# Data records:
::::::::

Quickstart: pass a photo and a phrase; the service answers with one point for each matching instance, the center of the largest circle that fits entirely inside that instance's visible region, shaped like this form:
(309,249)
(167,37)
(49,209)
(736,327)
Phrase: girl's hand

::::::::

# EXERCISE REQUIREMENTS:
Could you give every entry again, exactly as written?

# ANSWER TO THIS EXERCISE:
Quickstart: pass a photo and a phrase; the service answers with one point for each matching instance, the center of the largest circle that fits entirely inside that instance's visible region, shaped like this form:
(309,249)
(167,37)
(49,209)
(736,327)
Phrase: girl's hand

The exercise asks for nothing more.